- _To be done_:
- a) From the forum thread on housing a male and female hedgehog, quote the stretch from "They are solitary" through "hurt them both.".
- b) Write what comes next in the forum thread about housing a male and female hedgehog, picking up after its final post.

# housing a male and female



## swahf24

I just recently found a female hedgie needing a home. I already had a male. I was curious . if there was anything wrong with housing them in a c&c cage with a divider so they each have their own side. I was was wondering if it's ok to sniff each other through the grids or if I need to block it off so they can't touch at all? or if I have to block it so they can't even see each other?

thanks for the input!


----------



## SpikeMoose

I would say that for the health of both hedgies it's important to have them totally separated. If you are going to use one cage with a divider make sure that the coroplast comes up high enough that they can't see or smell each other, and especially not climb to get each other. You don't want a breeding accident for for one of your hedgies to end up hurt. 
They are solitary animals, and imagine putting a teenage boy in front of a model and saying "Look, don't touch!"

They also shouldn't be sharing anything, and preferably be in separate rooms, for at least a month long quarantine to make sure your new girl won't bring in something that could hurt them both.


----------



## nikki

Also make sure there is no way for one to escape and get in with the other. You have to have completely escape proof cages when you have both sexes. Believe me if there is a way for them to get together, they will.


----------



## AngelaH

Another to consider is that I've read that the females don't menstruate... unless they are near a male. I can't find where I read that right now, so hopefully someone can weigh in to verify, but that is not something I would want to deal with!

- _Point annotation data_:

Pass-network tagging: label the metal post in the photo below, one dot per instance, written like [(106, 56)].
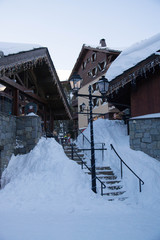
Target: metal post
[(93, 169), (72, 153)]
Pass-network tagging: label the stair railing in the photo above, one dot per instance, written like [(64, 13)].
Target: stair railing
[(122, 162), (103, 186), (102, 148)]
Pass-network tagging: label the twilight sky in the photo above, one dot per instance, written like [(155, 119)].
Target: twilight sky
[(65, 25)]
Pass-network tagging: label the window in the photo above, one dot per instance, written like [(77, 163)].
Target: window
[(83, 65), (102, 66), (89, 74), (94, 57), (94, 72)]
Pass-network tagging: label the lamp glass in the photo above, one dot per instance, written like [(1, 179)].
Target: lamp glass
[(75, 81), (103, 85)]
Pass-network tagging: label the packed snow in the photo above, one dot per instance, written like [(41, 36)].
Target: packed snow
[(153, 115), (47, 196), (133, 55), (13, 48)]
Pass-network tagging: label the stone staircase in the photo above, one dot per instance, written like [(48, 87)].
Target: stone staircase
[(114, 188)]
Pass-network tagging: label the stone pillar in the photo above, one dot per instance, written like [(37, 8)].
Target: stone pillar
[(28, 132), (145, 135)]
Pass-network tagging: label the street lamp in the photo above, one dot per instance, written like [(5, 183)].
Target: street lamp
[(75, 82), (82, 107), (103, 85)]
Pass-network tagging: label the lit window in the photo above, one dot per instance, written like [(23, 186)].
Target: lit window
[(89, 74), (94, 57), (102, 66), (83, 65), (94, 72)]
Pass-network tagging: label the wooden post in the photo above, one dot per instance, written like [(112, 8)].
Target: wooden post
[(16, 102)]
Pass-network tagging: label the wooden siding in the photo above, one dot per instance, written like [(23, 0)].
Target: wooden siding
[(146, 98)]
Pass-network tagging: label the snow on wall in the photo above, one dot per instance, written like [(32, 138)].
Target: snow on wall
[(133, 55), (13, 48)]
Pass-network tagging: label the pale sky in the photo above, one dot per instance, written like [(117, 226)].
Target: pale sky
[(65, 25)]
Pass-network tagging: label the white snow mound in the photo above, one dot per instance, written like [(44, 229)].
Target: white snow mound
[(45, 176)]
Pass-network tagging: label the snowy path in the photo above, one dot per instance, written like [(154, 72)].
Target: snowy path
[(121, 223), (48, 197)]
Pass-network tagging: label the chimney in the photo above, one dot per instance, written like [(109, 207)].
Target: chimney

- _Task-by-task results_:
- a)
They are solitary animals, and imagine putting a teenage boy in front of a model and saying "Look, don't touch!"

They also shouldn't be sharing anything, and preferably be in separate rooms, for at least a month long quarantine to make sure your new girl won't bring in something that could hurt them both.

- b)
----------



## moxieberry

Ovulate, is the word you're looking for. Housing a male and female in separate cages next to each other won't be a problem as far as that goes.


----------



## Quinn

I have my male living in the cage above my 2 females. When I first brought him home and was being quaratined in a different room Quinn still escaped her cage and found him. It's super important to have escape froof cages. Luckly she couldn't find a way in his cage. Once they got use to each others smell they no longer cared about living in close proximity.


----------



## Sugargliderlove

When I still had my female I had Sonic and her cage divided make sure that it is high enough to where they can not climb over and there is nothing on that shared wall that they can climb on to get over. Sonic used his tunnel from his loft to climb over to get to her and I woke up to him squealing cause she went after him.


----------



## Christemo

You kind of have to think of a male hog as a teenaged boy. If they can, they will do anything and everything to get to the female. Keep them on opposite sides of the room (or house if you can), off the floor and on something they can't climb. Have a very secure lid too.


----------



## pickles17

I think its a bad idea and too risky.


----------



## swahf24

thanks for the quick replies! So basically, just to make sure I understand this correctly, as long as there is absolutely no way for either hedgie to get out of their cage and into the other side, there is no other health concerns I should be worried about as far as a long term housing option? I had read somewhere about the female ovulating when a male is near, although I searched for hours last night and couldn't figure out where I'd read that.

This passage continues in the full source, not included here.